==== Working data
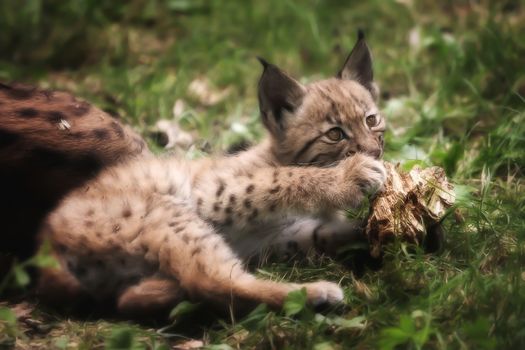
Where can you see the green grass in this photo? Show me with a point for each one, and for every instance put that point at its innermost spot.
(453, 86)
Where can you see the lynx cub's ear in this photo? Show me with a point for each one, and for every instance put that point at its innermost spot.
(358, 66)
(279, 95)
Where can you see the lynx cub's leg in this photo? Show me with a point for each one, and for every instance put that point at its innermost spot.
(151, 295)
(305, 235)
(207, 267)
(163, 237)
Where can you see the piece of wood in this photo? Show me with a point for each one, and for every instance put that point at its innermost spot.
(409, 203)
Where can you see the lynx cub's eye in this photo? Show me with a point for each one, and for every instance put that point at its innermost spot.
(372, 120)
(335, 134)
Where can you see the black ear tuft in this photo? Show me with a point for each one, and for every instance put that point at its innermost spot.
(358, 65)
(278, 93)
(263, 62)
(360, 34)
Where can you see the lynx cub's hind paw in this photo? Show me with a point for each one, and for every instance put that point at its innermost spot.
========
_Exercise aim_
Change every "lynx cub" to "young lynx" in the records above and write them out again, with everything else left as it is. Do not include the pictures.

_Answer to this problem_
Where can you see the green grass in this photo? Show me with a point for each one, and for every instance put that point at its innermost spot.
(453, 86)
Where can you see the young lynx's ear in this photo? Show me with a point for each one, and for every instance put that point at its innermost spot.
(358, 66)
(279, 95)
Where can you see the young lynx's leg in this photo? Show me with a point for each one, and for every instance put that point at its innermost spot.
(151, 295)
(305, 235)
(207, 267)
(163, 237)
Where can you see the piece of wood in this photo? Show me with a point for each one, and for every instance put that point at its innermost spot.
(409, 203)
Where can you see the young lynx's eye in this photo? Show me with a point for each one, and for every instance put that point at its innermost spot.
(372, 120)
(335, 134)
Where can you see the black ear tuft in this photo? Show me with a point for each one, and for every instance put that point at its innermost spot.
(358, 65)
(278, 93)
(263, 62)
(360, 34)
Where can you see the young lynx's hind paw in this photo? Show me with a point for each one, and for every instance put that point at its innermost spot.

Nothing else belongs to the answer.